SRBT
Lange Zeit glaubte man, dass das zentrale Nervensystem eines Erwachsenen nicht in der Lage sei, geschädigte Nervenverbindungen wieder herzustellen. Heute ist es gesichertes Wissen, dass das Gehirn erstaunlich umfangreiche Fähigkeiten zur Reparatur besitzt. Das reicht von veränderten Verknüpfungen von verbliebenen Nervenzellen über das zum Auswachsen geschädigter Nerven oder der Bildung von Stammzellen. Letztere können zum Ort der Schädigung wandern, sich hier zu dem Typ umwandeln, der abgestorbenen Nervenzellen entspricht und neue funktionierende Schaltkreise aufbauen. Nach jeder Verletzung wird das Zentralnervensystem also umgebaut. Angesichts des großen Potenzials stellt sich die Frage, warum dann nach schwereren Schäden das funktionelle Ergebnis der Veränderung oft so dürftig oder sogar negativ ist.
Neuere Untersuchungen rehabilitativer Maßnahmen nach Hirnverletzungen haben gezeigt, dass die Rückbildung einer Lähmung in starkem Maße von Mechanismen geleitet wird, die auch das Bewegungslernen bei Gesunden steuern. Deshalb ist es für eine erfolgversprechende Therapie notwendig, möglichst viele dieser Faktoren zu kennen.

*AUSZÜGE AUS DATENSÄTZEN*:

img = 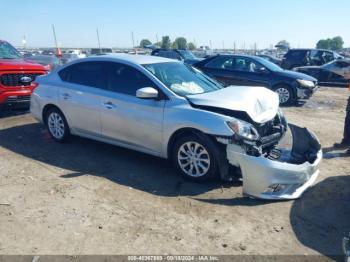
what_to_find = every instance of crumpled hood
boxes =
[275,70,317,82]
[187,86,279,123]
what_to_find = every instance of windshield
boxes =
[0,41,21,59]
[178,50,197,59]
[255,57,283,72]
[143,63,223,96]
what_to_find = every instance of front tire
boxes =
[172,135,219,181]
[45,108,70,143]
[274,85,294,106]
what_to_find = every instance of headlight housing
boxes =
[297,79,315,88]
[226,119,260,141]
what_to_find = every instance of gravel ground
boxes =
[0,88,350,257]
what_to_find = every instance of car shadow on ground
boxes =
[322,147,350,159]
[290,176,350,261]
[0,109,29,119]
[0,124,246,199]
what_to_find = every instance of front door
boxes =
[58,62,106,136]
[101,63,165,155]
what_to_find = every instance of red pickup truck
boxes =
[0,40,47,110]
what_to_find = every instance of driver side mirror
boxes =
[256,67,268,74]
[136,87,159,99]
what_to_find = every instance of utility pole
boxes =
[22,35,27,49]
[131,31,135,48]
[96,28,102,53]
[52,24,58,49]
[254,42,257,55]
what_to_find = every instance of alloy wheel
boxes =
[47,112,65,139]
[275,87,290,104]
[177,141,210,177]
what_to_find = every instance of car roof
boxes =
[213,54,261,59]
[67,54,180,65]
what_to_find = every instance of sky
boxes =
[0,0,350,48]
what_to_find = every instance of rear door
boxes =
[230,56,270,88]
[58,62,107,136]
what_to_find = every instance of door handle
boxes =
[61,93,71,100]
[103,102,117,109]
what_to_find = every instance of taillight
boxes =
[44,64,52,71]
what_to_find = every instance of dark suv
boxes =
[193,55,318,105]
[151,48,201,65]
[282,49,341,70]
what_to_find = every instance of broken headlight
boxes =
[297,79,315,88]
[227,119,259,140]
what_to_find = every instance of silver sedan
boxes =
[31,55,322,199]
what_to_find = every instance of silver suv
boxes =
[31,55,322,199]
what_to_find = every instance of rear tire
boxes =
[45,107,70,143]
[171,134,219,181]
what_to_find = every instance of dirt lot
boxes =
[0,88,350,255]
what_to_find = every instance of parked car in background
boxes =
[282,49,342,70]
[258,55,282,66]
[293,59,350,86]
[65,49,86,58]
[89,48,113,55]
[151,48,201,64]
[61,53,79,65]
[31,55,322,199]
[41,50,55,55]
[0,40,46,110]
[193,55,317,105]
[27,55,60,71]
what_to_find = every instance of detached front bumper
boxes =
[227,125,322,200]
[296,86,318,99]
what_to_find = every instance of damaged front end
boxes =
[217,112,322,199]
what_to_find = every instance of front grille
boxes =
[6,96,30,104]
[0,73,42,86]
[255,120,275,137]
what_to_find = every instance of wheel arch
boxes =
[41,103,64,125]
[166,127,213,158]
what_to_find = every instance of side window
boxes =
[205,56,234,69]
[335,61,350,68]
[108,63,155,96]
[234,57,263,73]
[59,62,107,89]
[323,52,334,63]
[169,51,181,60]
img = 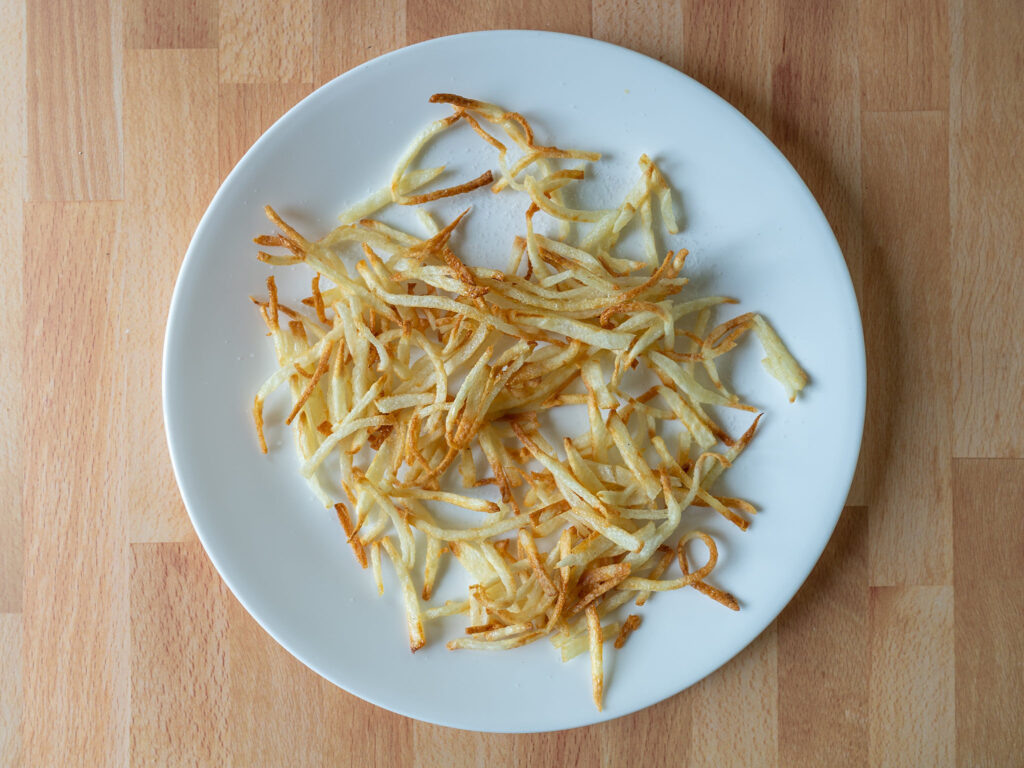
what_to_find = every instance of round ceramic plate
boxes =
[164,32,865,732]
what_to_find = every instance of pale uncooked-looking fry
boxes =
[587,605,604,712]
[253,94,807,709]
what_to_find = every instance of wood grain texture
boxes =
[591,0,683,71]
[25,0,124,201]
[125,0,217,48]
[228,599,413,768]
[669,0,771,131]
[406,0,591,44]
[0,613,23,768]
[953,459,1024,766]
[598,688,696,768]
[0,0,25,613]
[131,543,230,766]
[949,0,1024,459]
[690,624,778,768]
[858,0,949,112]
[123,50,219,542]
[22,203,129,766]
[214,83,311,178]
[868,587,956,768]
[765,0,877,506]
[777,507,869,768]
[218,0,313,83]
[313,0,406,86]
[9,0,1024,768]
[861,112,952,586]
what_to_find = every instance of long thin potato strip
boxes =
[253,93,807,709]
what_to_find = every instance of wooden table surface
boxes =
[0,0,1024,768]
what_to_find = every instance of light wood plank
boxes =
[591,688,695,768]
[859,0,949,111]
[215,83,312,178]
[227,598,331,768]
[770,0,874,506]
[313,0,406,86]
[323,681,415,767]
[0,0,25,613]
[953,459,1024,766]
[512,727,602,768]
[25,0,123,200]
[122,50,218,542]
[868,587,955,768]
[219,0,314,83]
[131,544,230,766]
[591,0,684,69]
[861,113,953,586]
[0,613,23,768]
[691,626,778,768]
[777,507,868,768]
[22,203,130,766]
[406,0,591,44]
[413,723,521,768]
[124,0,217,48]
[949,0,1024,459]
[682,0,771,131]
[764,0,862,292]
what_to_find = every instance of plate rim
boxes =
[161,29,867,733]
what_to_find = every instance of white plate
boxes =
[164,32,865,732]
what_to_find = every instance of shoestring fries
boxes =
[253,94,807,709]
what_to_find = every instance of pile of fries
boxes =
[253,94,807,709]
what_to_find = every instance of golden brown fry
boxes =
[253,93,806,709]
[614,613,640,650]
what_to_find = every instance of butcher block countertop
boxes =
[0,0,1024,768]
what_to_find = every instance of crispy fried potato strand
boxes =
[253,93,808,710]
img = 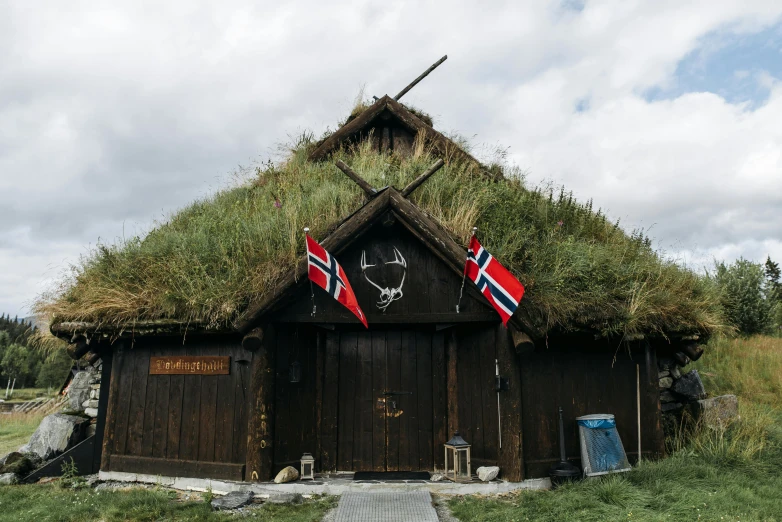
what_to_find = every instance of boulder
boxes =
[68,372,92,411]
[266,493,304,504]
[660,390,679,402]
[0,473,18,486]
[0,451,42,477]
[475,466,500,482]
[274,466,299,484]
[212,491,253,510]
[671,370,706,401]
[657,357,676,372]
[687,395,739,427]
[660,402,684,413]
[23,413,89,460]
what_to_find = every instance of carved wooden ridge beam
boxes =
[336,160,377,198]
[394,54,448,101]
[401,159,445,197]
[334,159,445,199]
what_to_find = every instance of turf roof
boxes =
[36,115,723,335]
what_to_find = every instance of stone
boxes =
[266,493,304,504]
[274,466,299,484]
[660,390,679,402]
[68,372,92,411]
[212,491,253,511]
[0,451,41,476]
[24,413,88,460]
[672,370,706,401]
[687,395,739,427]
[475,466,500,482]
[0,473,18,486]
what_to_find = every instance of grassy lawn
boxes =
[0,413,43,456]
[0,485,336,522]
[449,337,782,522]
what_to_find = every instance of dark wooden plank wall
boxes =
[520,338,663,477]
[275,219,490,325]
[310,326,447,471]
[364,118,415,155]
[457,326,499,468]
[273,325,318,473]
[103,339,252,479]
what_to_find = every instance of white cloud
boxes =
[0,0,782,313]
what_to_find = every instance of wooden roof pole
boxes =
[335,160,377,198]
[394,54,448,101]
[401,159,445,197]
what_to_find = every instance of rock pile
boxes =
[658,357,738,430]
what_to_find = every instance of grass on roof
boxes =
[36,134,723,334]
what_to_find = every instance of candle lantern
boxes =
[288,361,301,384]
[445,431,472,482]
[301,453,315,480]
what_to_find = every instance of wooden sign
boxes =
[149,355,231,375]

*AUFGABEN ZUM TEXT*:
1: Prüfen Sie anhand des Textes über die Reparaturfähigkeit des Gehirns, ob die folgenden Aussagen zutreffen: (a) Stammzellen können zum Ort der Schädigung wandern. (b) Nach schwereren Schäden ist das funktionelle Ergebnis der Veränderung stets gut. (c) Die Rückbildung einer Lähmung wird von Mechanismen geleitet, die auch das Bewegungslernen bei Gesunden steuern. Beantworten Sie jede Aussage mit Ja oder Nein und zitieren Sie die entscheidende Textstelle wörtlich.
2: Was glaubte man laut dem Text über die Reparaturfähigkeit des Gehirns lange Zeit über das zentrale Nervensystem eines Erwachsenen?

*LÖSUNGEN IM EINZELNEN*:
1:
(a) Ja: „Letztere können zum Ort der Schädigung wandern“.
(b) Nein: „warum dann nach schwereren Schäden das funktionelle Ergebnis der Veränderung oft so dürftig oder sogar negativ ist“.
(c) Ja: „dass die Rückbildung einer Lähmung in starkem Maße von Mechanismen geleitet wird, die auch das Bewegungslernen bei Gesunden steuern“.

2: Man glaubte, dass es nicht in der Lage sei, geschädigte Nervenverbindungen wieder herzustellen.